***** Page extract *****

Scientific classification
- Kingdom: Plantae
- Clade: Embryophytes
- Clade: Tracheophytes
- Clade: Spermatophytes
- Clade: Angiosperms
- Clade: Eudicots
- Clade: Asterids
- Order: Gentianales
- Family: Rubiaceae
- Genus: Suberanthus
- Species: S. neriifolius
- Binomial name: Suberanthus neriifolius (A.Rich.) Borhidi & M.Fernández
- Synonyms: Exostema neriifolium A.Rich.; Rondeletia neriifolia (A.Rich.) Urb.; Rondeletia calcicola Britton; Rondeletia neriifolia var. calcicola (Britton) Alain; Rondeletia neriifolia subsp. calcicola (Britton) Borhidi;

= Suberanthus neriifolius =

- Genus: Suberanthus
- Species: neriifolius
- Authority: (A.Rich.) Borhidi & M.Fernández
- Synonyms: Exostema neriifolium A.Rich., Rondeletia neriifolia (A.Rich.) Urb., Rondeletia calcicola Britton, Rondeletia neriifolia var. calcicola (Britton) Alain, Rondeletia neriifolia subsp. calcicola (Britton) Borhidi

Species of flowering plant

Suberanthus neriifolius is a species of flowering plant in the family Rubiaceae. It is a shrub native to Cuba. The species was first described as Exostema neriifolium by Achille Richard in 1850. In 1982 Attila Borhidi and Mayra Fernández placed the species in genus Suberanthus as S. neriifolius.

***** Information *****

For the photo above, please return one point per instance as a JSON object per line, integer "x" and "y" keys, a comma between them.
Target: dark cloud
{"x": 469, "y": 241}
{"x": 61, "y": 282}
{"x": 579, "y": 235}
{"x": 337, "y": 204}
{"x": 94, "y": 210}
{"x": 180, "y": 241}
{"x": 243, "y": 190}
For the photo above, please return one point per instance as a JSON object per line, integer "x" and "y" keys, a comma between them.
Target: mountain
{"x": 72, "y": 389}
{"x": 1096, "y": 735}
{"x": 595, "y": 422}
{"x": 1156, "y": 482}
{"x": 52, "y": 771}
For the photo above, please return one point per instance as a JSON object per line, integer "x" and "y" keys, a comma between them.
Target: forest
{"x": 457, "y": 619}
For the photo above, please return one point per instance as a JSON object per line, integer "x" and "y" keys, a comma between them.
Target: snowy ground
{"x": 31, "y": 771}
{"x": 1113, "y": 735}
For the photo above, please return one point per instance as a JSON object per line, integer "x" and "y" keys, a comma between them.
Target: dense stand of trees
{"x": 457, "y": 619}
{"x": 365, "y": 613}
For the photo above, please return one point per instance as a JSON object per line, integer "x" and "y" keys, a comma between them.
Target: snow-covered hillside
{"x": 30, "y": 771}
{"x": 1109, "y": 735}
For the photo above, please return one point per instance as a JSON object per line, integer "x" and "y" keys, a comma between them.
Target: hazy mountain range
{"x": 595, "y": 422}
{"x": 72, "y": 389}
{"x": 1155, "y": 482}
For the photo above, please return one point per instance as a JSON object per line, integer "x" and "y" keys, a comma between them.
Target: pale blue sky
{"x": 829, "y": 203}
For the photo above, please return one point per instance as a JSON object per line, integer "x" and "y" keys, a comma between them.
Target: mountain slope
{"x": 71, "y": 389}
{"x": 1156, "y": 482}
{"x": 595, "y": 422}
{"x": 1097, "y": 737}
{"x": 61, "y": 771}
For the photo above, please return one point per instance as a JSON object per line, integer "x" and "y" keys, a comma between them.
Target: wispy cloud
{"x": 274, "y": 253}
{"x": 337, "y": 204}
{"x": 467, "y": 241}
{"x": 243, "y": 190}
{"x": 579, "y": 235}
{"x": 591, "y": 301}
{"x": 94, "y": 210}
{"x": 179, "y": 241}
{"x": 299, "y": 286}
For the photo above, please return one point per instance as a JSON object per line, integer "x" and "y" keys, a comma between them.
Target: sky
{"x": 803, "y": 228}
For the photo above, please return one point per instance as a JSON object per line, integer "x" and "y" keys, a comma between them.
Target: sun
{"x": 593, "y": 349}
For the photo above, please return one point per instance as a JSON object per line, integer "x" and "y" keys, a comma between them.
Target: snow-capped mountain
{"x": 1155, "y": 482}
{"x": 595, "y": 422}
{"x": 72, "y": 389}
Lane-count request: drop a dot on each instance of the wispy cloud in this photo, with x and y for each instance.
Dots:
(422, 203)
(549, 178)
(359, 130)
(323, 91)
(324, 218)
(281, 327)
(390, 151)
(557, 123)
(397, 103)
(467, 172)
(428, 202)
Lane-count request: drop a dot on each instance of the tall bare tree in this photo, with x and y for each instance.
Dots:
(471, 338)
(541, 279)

*****

» Exercise requirements:
1. List every synonym that the species entry gives for Suberanthus neriifolius, including its authority.
2. Recast the paragraph of the species entry that begins "Suberanthus neriifolius is a species" as a short bulleted list that keeps its main facts.
The tasks here can be done without the records.

» Answers for this exercise:
1.
- Exostema neriifolium A.Rich.
- Rondeletia neriifolia (A.Rich.) Urb.
- Rondeletia calcicola Britton
- Rondeletia neriifolia var. calcicola (Britton) Alain
- Rondeletia neriifolia subsp. calcicola (Britton) Borhidi

2.
- Flowering plant in the family Rubiaceae
- Shrub native to Cuba
- First described as Exostema neriifolium by Achille Richard in 1850
- Placed in genus Suberanthus as S. neriifolius by Attila Borhidi and Mayra Fernández in 1982